* Description of the task *
Give back the data below word for word, but leave out the pictures.

* Task material *
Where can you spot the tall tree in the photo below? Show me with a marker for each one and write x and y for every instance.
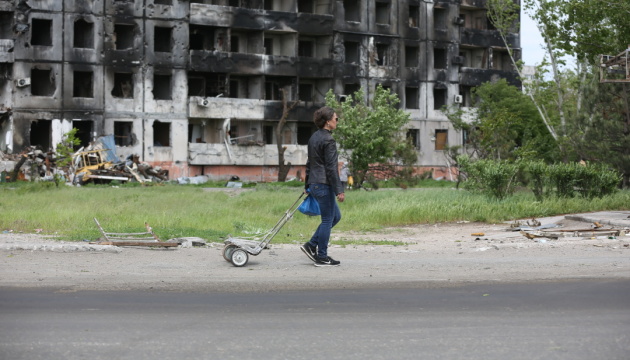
(504, 15)
(599, 129)
(505, 125)
(369, 135)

* Answer to this task *
Where can you spot the tall tree in the photo below? Show me with a marker for each one and write x and y for every instance.
(504, 15)
(599, 129)
(505, 125)
(369, 135)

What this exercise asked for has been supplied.